Extract provided:
— Start —
I'm Michel Martin, and this is TELL ME MORE from NPR News.

Coming up, are you scrambling to meet that dreaded tax day deadline? We've got some tips to make last minute filing a little less painful. That conversation in just a few minutes.

But first, another deadline has come and gone with potentially painful consequences for many unemployed Americans. Yesterday was the day unemployment benefits were scheduled to run out for about 200,000 Americans. That's because members of Congress did not pass an extension of unemployment benefits before they left town for their spring recess.

Here to talk more about this in our Washington, D.C. studio is NPR business reporter Tamara Keith. She's been covering unemployment and the latest political scuffle over extending benefits. We're also joined by Jack Warner, he's a veteran computer programmer in Michigan. He's been out of work for 13 months, and he found out recently that he has just two weeks left of unemployment benefits, and he joins us from Clinton Township, Michigan. Welcome to you both. Thanks for joining us.

TAMARA KEITH: Thank you.

Mr. JACK WARNER (Computer Programmer): Thank you, it's nice to be here.

MARTIN: So, Tamara, can you just tell us exactly what this deadline was and who's affected by it.

KEITH: Okay, so, people who get unemployment insurance, who have unemployment benefits, they start out for the first six months getting state benefits. That is your typical unemployment, non-recession situation. Because of the recession, Congress has created two new programs in the last two years to extend benefits for people up to potentially 99 weeks, which is a very long time.
— End —
Problems:
1. From the unemployment benefits transcript, transcribe the passage starting with "Coming up, are" and going on through "a few minutes.".
2. Translate this sentence from the unemployment benefits transcript into Spanish: "Yesterday was the day unemployment benefits were scheduled to run out for about 200,000 Americans."

Given information:
— Start —
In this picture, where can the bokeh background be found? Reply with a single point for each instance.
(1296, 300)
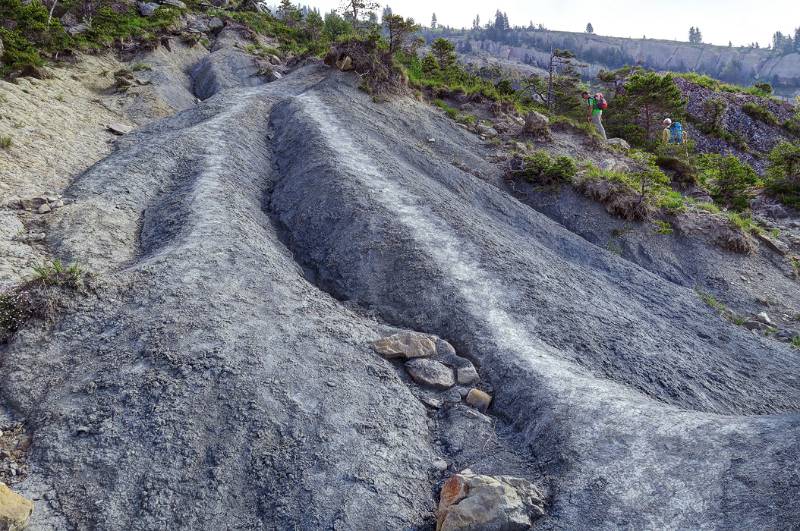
— End —
Solved tasks:
1.
Coming up, are you scrambling to meet that dreaded tax day deadline? We've got some tips to make last minute filing a little less painful. That conversation in just a few minutes.

2. Ayer era el día en que las prestaciones por desempleo debían agotarse para unos 200.000 estadounidenses.